**Material supplied**:
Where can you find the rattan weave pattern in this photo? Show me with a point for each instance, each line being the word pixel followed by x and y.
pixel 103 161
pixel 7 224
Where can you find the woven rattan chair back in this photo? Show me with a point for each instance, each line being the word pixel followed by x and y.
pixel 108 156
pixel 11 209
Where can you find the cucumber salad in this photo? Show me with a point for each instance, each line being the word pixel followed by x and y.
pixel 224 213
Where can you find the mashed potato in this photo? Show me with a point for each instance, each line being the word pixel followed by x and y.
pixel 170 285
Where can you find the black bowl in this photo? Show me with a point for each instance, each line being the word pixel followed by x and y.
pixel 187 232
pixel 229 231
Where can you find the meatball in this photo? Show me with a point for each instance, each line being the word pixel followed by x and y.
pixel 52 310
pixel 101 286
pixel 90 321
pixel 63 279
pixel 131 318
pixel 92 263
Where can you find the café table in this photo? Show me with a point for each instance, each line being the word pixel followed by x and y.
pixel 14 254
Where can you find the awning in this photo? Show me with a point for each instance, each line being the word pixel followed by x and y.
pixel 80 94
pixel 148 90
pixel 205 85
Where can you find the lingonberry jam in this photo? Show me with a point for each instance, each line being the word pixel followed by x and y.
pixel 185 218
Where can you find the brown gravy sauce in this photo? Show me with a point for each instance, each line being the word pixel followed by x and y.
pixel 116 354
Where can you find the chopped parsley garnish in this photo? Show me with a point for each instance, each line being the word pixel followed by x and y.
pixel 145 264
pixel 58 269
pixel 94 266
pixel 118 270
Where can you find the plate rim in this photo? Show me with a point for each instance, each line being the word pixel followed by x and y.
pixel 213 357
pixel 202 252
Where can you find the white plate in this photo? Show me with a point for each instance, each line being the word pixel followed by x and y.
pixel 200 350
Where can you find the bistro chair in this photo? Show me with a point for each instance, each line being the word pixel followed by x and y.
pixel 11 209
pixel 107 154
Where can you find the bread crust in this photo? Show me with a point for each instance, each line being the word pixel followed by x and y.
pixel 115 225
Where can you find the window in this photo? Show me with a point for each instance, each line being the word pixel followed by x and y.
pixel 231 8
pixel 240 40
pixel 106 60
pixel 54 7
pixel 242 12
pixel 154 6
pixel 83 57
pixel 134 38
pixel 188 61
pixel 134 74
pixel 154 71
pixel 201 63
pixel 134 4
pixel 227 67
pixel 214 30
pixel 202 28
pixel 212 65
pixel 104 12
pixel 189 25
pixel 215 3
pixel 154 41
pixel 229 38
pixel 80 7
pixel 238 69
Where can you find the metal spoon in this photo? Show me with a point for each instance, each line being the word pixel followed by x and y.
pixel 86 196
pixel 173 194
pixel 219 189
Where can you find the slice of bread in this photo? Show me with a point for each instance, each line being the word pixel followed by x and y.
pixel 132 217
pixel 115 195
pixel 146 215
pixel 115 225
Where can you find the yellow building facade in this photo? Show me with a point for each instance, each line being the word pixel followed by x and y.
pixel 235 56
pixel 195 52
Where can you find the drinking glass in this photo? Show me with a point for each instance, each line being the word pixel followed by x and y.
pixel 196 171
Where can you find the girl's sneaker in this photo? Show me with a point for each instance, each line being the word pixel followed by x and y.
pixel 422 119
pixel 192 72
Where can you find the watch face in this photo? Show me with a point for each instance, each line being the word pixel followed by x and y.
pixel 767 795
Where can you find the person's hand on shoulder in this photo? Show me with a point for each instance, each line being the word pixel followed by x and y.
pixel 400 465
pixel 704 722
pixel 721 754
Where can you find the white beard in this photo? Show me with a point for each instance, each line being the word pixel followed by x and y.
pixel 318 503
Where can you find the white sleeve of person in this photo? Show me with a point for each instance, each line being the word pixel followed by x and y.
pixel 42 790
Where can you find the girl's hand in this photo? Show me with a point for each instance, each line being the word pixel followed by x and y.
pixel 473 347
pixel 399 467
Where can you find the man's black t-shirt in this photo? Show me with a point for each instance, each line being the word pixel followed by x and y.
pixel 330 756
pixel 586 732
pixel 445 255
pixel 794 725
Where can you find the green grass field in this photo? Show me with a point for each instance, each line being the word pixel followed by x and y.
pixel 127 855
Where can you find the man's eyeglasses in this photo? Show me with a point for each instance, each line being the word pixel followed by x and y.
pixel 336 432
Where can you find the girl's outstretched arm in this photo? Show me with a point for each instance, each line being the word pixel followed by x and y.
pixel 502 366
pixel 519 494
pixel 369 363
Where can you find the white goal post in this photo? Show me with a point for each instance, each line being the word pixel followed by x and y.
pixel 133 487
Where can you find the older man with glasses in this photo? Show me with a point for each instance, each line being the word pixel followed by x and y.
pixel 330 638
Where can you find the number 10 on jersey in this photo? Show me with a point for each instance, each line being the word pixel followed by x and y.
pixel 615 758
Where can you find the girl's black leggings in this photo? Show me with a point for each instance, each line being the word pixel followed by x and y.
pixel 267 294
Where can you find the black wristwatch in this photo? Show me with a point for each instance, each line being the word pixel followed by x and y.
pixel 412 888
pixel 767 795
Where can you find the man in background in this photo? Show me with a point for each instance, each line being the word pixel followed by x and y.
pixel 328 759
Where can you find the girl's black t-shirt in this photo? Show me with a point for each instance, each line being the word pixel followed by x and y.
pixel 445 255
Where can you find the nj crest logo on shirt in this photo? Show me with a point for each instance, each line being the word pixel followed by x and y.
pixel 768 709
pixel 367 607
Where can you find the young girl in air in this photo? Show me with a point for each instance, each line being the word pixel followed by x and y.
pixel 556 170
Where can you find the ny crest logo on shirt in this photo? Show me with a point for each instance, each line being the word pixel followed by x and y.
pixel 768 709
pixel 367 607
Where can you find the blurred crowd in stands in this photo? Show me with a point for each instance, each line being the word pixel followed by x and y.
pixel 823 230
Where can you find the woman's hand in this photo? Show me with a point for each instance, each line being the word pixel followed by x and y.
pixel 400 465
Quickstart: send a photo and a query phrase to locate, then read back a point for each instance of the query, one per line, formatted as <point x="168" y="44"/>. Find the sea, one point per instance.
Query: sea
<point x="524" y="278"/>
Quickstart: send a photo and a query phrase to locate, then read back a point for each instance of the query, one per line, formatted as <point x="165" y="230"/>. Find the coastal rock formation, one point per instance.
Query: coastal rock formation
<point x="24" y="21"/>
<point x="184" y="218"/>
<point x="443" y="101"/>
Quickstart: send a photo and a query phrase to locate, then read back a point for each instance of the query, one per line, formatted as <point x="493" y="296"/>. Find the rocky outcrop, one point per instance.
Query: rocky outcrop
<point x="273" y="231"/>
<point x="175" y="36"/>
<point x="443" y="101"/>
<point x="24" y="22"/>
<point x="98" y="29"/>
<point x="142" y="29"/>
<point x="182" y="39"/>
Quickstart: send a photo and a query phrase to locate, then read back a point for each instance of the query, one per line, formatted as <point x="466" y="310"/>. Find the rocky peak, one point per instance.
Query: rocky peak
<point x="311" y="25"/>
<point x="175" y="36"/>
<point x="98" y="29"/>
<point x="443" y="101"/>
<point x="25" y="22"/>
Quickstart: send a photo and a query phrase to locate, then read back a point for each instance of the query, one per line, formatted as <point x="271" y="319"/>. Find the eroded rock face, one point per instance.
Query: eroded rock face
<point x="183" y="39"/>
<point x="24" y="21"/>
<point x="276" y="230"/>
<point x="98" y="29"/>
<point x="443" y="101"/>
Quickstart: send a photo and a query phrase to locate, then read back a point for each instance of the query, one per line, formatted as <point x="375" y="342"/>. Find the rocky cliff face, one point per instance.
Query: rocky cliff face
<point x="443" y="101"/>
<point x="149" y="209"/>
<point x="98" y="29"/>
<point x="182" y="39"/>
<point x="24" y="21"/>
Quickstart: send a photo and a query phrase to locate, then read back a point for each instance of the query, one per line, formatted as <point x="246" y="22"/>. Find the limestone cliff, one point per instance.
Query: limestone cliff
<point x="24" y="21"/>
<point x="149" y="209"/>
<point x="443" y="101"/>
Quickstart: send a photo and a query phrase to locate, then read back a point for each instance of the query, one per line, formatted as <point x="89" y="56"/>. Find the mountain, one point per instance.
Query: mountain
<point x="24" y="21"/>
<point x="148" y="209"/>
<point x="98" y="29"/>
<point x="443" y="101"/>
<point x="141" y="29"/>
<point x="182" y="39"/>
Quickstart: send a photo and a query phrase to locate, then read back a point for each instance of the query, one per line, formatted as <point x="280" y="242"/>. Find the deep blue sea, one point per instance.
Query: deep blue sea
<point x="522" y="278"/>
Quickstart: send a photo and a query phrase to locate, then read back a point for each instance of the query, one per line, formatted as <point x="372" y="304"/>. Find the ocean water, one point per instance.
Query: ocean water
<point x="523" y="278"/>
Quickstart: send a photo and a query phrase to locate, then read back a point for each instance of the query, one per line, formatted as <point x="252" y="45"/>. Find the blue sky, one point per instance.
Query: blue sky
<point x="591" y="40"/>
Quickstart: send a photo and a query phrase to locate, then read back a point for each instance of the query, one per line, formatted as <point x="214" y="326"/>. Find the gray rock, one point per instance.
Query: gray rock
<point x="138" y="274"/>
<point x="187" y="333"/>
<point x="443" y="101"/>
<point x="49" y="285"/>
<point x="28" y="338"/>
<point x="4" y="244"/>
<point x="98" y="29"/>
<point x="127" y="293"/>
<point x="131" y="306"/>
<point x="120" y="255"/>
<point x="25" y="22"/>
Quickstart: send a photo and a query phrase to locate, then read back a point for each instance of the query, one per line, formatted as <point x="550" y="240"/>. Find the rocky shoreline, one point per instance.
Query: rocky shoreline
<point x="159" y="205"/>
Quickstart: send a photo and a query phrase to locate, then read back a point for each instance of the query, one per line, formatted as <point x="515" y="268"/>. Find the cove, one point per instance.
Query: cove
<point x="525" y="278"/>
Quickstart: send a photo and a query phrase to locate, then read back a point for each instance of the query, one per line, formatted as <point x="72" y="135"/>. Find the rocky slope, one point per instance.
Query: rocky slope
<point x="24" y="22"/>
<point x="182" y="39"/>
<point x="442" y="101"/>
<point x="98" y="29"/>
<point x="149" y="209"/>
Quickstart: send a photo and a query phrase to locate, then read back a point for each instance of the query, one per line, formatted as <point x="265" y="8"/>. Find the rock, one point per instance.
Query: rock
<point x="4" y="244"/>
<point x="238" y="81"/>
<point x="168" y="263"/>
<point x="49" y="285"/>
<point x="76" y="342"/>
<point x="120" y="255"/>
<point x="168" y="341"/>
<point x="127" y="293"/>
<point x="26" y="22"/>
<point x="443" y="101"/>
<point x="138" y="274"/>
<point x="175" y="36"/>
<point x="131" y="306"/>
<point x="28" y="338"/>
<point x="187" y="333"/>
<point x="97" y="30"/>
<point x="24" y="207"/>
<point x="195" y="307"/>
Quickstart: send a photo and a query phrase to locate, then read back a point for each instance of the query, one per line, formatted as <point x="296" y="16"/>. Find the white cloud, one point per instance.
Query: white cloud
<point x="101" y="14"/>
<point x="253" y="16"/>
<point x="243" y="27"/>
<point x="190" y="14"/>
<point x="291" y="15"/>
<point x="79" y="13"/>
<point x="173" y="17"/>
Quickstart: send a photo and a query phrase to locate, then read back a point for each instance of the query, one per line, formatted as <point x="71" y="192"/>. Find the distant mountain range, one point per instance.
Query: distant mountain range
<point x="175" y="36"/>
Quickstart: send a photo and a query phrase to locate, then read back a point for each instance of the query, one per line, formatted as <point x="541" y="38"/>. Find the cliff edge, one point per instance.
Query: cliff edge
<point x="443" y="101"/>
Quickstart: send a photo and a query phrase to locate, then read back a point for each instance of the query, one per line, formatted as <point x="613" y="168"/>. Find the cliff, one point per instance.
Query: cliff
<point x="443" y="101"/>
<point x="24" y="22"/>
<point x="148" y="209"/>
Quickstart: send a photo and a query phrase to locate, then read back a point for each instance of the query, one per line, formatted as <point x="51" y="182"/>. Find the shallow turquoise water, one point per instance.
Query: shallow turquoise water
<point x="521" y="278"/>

**Aim of the exercise**:
Once the line containing "turquoise water, one point per instance." is found, output it and each line after it through the end of the listing above, exactly, with nothing else.

**Answer to this exercise**:
Quickstart: send a photo and a query phrase to locate, then read back a point for each instance of the query, one per line, formatted as <point x="51" y="182"/>. Find the shallow turquoise water, one point per instance.
Query: shallow turquoise water
<point x="521" y="278"/>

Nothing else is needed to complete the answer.